### [Problem to solve]
Reproduce the listing verbatim.

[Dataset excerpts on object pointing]
------------------------------------
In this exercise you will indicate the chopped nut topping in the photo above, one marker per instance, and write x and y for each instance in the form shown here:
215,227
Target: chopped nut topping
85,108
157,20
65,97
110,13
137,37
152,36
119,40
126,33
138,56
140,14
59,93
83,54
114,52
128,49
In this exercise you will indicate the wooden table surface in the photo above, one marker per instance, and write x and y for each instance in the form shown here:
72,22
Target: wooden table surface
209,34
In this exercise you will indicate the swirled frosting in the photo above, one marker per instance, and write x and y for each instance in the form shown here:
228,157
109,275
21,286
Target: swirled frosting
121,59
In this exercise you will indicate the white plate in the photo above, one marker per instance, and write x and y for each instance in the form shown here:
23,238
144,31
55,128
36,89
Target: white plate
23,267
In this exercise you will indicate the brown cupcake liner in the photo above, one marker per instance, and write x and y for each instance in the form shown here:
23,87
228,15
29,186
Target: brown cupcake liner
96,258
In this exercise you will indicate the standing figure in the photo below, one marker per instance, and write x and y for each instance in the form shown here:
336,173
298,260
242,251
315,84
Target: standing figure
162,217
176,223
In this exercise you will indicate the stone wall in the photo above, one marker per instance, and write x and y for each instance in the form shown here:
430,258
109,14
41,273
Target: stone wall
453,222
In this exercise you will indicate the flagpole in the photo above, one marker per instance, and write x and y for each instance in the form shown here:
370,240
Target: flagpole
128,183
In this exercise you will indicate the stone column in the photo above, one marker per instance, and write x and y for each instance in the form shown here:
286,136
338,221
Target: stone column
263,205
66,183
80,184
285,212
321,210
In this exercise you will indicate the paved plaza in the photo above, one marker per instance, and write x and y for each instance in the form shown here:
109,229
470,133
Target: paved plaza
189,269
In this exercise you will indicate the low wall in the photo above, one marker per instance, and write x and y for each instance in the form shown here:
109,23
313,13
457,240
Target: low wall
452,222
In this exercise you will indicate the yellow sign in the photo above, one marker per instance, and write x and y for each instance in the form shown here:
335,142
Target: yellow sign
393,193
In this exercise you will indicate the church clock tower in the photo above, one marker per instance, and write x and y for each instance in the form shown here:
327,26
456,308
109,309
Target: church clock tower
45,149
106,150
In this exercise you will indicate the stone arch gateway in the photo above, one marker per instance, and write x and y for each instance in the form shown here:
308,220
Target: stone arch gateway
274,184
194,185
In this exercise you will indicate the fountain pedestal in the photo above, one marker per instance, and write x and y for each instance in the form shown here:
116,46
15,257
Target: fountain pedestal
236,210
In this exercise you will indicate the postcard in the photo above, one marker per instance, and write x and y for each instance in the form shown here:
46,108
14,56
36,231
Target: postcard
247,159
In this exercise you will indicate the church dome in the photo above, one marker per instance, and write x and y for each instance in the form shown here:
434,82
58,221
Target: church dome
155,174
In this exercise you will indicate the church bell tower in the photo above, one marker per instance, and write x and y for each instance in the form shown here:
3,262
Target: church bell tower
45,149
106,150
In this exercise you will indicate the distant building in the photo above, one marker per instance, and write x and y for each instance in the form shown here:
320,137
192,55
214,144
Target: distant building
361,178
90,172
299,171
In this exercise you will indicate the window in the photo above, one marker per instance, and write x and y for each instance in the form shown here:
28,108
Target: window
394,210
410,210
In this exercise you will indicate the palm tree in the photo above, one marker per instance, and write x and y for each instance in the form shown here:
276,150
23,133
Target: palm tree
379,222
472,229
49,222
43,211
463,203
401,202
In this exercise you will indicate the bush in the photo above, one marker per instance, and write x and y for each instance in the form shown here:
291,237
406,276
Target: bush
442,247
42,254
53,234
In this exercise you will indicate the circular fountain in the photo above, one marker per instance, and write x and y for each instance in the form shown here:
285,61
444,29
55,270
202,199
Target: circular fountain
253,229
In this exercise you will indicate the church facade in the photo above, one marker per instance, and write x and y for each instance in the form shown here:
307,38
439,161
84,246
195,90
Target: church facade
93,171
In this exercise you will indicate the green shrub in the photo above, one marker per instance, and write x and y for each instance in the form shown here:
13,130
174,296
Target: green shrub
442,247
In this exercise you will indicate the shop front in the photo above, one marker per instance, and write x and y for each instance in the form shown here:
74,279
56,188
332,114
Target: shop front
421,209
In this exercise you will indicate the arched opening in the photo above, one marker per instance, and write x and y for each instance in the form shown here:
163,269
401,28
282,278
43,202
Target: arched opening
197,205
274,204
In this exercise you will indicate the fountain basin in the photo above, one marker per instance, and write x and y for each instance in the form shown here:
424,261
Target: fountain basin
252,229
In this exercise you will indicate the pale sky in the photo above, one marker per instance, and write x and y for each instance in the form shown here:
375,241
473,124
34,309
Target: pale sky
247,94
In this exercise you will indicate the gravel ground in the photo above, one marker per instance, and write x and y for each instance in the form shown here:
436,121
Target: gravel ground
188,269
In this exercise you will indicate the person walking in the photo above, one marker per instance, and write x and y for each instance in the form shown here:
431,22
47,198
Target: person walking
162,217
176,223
------------------------------------
### [The completed task]
In this exercise you will indicate the chopped nut topping in the photo above, one marker per instance, and write x and y for each instance in the form shown here:
215,227
Target: chopped nut topping
85,108
157,20
65,97
110,13
137,37
152,36
119,40
126,33
138,56
140,14
59,93
83,54
114,52
128,49
In this exercise you will indicate the wooden table surface in the photo above, one marker per instance, and write x and y for each instance in the form shown here:
72,22
Target: wooden table surface
209,34
In this exercise you will indicate the swirled frosting in the photo above, one marker per instance, and write x and y for each instance in the form shown here:
228,157
109,275
21,286
Target: swirled frosting
121,59
In this exercise you will indicate the white plate in the photo above, one marker per instance, and write x and y for each instance in the form shown here:
23,238
144,31
55,128
36,89
Target: white plate
23,267
In this exercise you will indicate the brown cupcake liner in the photo above, one marker per instance, and write x and y for each instance in the form shown here:
23,87
228,15
29,186
Target: brown cupcake liner
96,258
In this exercise you will indicate the standing figure in the photo below, one marker per instance, and write x and y for each instance in the form shown here:
336,173
298,260
242,251
315,84
Target: standing figure
162,217
176,223
In this exercise you will indicate the stone wall in the photo above, one marker per instance, and write x and y for each instance in the form shown here:
430,258
109,14
41,273
Target: stone wall
453,222
In this exercise you will indicate the flagpole in the photo above, one marker per instance, and write x and y for each instance in the form shown here:
370,240
Target: flagpole
128,183
In this exercise you will indicate the stone column in the photo above, one marker per instance, and write x and y for each instance in the form shown here:
286,136
338,221
Target: stone column
263,205
66,183
80,184
285,212
321,210
In this exercise you will indicate the paved plaza in the photo above, one marker per instance, and write x and y for each instance in the form shown here:
109,229
470,133
Target: paved plaza
189,269
In this exercise you will indicate the low wall in the photo above, one marker per instance, and write x and y for each instance in the form shown here:
109,23
313,13
457,240
Target: low wall
452,222
In this exercise you will indicate the yellow sign in the photo above, one marker per instance, and write x and y for each instance in the form shown here:
335,142
Target: yellow sign
393,193
In this exercise you will indicate the church clock tower in the photo above, one marker per instance, and write x and y for each instance in the form shown here:
327,26
456,308
109,309
Target: church clock tower
45,149
106,150
In this exercise you will indicate the stone arch gateway in the photo above, one marker per instance, and write x and y for each instance in the form shown here:
308,220
Target: stone arch gateway
274,184
194,185
In this exercise you will indicate the fountain pedestal in the photo above, one marker per instance, and write x and y for each instance in the form shown here:
116,46
15,257
Target: fountain pedestal
236,210
In this exercise you will indicate the postcard in the photo above, one marker per instance, and write x and y for each instance in the form shown here:
46,108
14,56
36,231
Target: postcard
247,159
In this exercise you will indicate the church dome in the photo above, one marker per instance, and write x and y for each instance in the form shown here:
434,82
58,221
Target: church dome
155,174
In this exercise you will indicate the church bell tower in the photo above, one marker per instance, and write x and y for each instance in the form shown here:
3,262
Target: church bell tower
45,149
106,150
In this exercise you will indicate the distant building in the photo above, one marker per instance, and write x and y for each instance in the form shown here:
320,137
192,55
214,144
Target: distant building
361,178
90,172
299,171
In this exercise you will indicate the window in the photo above, one marker per instance, and write x and y for each instance in the form shown here:
28,108
Target: window
394,210
410,210
In this exercise you will indicate the palm tree in the photo above, one marker per instance, and write x and y for each instance in the form shown here:
276,150
23,133
Target: palm tree
379,222
472,229
49,222
43,211
463,203
401,202
In this exercise you will indicate the bush in the photo above, one marker per instance, and write x and y for each instance in the form shown here:
291,237
406,276
Target: bush
442,247
42,254
53,234
In this exercise you will indicate the circular fountain in the photo above, one marker per instance, and write x and y for each instance in the form shown here:
285,61
444,29
55,270
202,199
Target: circular fountain
253,229
In this exercise you will indicate the church facade in the photo above, one marker per instance, and write x and y for each instance in the form shown here:
307,38
439,161
84,246
195,90
Target: church facade
93,171
In this exercise you will indicate the green shrub in the photo above, one marker per instance, and write x and y for each instance in the form shown here:
13,130
174,296
Target: green shrub
442,247
In this exercise you will indicate the shop front in the photo above, one marker per instance, and write x and y for each instance in the form shown here:
74,279
56,188
332,114
Target: shop front
421,209
In this exercise you will indicate the arched opening in the photo above, one marker per instance, and write x and y for each instance in the form shown here:
163,269
401,28
282,278
43,202
Target: arched opening
197,205
274,204
In this exercise you will indicate the fountain basin in the photo above, one marker per instance, and write x and y for each instance in the form shown here:
424,261
Target: fountain basin
252,229
In this exercise you will indicate the pale sky in the photo above, one marker per instance, and write x and y for each instance in the form shown here:
375,241
473,124
34,309
Target: pale sky
247,94
In this exercise you will indicate the gravel ground in the photo above, one marker per instance, and write x and y for each instance in the form shown here:
436,121
Target: gravel ground
188,269
In this exercise you will indicate the person walking in the photo above, one marker per instance, and write x and y for each instance in the form shown here:
431,22
47,198
Target: person walking
162,217
176,223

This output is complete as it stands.